═════ Supplied information

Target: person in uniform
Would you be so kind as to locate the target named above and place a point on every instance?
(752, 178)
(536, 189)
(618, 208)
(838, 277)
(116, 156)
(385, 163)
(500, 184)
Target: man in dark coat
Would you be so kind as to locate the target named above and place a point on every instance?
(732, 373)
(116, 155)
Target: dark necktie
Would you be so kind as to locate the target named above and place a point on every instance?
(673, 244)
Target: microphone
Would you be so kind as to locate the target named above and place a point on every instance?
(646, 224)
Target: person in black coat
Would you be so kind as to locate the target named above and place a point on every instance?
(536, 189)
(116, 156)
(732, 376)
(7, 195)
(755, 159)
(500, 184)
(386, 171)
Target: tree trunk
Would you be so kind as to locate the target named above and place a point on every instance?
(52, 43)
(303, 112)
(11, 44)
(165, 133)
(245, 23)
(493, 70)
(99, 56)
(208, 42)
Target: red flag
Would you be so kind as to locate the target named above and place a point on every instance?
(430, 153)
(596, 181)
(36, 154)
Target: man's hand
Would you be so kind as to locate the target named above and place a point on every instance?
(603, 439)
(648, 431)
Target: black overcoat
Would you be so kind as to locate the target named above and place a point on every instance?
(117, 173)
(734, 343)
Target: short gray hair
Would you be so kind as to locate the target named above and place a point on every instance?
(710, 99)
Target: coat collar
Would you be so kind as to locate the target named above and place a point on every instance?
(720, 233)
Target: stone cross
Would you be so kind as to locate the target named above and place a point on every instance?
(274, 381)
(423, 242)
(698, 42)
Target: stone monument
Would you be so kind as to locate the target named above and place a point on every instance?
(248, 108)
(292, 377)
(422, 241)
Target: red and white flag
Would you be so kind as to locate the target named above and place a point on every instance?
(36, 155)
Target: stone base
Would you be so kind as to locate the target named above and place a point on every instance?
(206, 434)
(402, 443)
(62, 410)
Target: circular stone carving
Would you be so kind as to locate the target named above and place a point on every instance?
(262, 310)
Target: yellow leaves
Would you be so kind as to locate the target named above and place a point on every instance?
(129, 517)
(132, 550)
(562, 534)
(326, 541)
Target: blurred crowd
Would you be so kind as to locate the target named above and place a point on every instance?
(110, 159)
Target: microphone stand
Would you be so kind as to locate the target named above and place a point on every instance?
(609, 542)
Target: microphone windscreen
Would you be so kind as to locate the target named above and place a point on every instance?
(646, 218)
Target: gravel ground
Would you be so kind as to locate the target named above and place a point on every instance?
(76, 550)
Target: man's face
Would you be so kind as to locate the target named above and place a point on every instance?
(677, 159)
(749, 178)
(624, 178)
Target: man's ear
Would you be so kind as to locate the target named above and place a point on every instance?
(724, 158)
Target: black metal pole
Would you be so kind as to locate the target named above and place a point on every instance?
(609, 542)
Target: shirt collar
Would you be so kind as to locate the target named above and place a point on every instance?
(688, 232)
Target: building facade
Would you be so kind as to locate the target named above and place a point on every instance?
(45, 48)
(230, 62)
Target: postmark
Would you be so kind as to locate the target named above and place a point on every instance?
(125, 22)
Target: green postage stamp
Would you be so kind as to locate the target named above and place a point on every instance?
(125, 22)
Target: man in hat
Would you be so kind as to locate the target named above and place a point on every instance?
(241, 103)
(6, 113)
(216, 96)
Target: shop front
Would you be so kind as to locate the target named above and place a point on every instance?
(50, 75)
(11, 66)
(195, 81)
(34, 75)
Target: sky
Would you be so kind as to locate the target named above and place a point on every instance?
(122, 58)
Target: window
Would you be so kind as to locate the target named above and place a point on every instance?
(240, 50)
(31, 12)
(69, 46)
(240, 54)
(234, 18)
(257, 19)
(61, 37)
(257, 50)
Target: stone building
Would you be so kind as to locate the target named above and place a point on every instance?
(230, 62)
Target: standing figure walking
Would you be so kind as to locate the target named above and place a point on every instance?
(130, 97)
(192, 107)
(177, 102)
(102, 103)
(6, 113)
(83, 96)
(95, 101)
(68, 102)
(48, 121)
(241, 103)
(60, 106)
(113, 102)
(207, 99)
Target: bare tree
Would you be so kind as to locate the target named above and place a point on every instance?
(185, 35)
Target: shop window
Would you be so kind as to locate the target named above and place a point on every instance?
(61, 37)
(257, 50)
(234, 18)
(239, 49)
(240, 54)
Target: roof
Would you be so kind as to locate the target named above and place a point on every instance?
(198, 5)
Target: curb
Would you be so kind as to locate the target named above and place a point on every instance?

══════════

#### Work request:
The expected result is every line from the material above that includes "collar".

#### Response:
Target: coat collar
Target: shirt collar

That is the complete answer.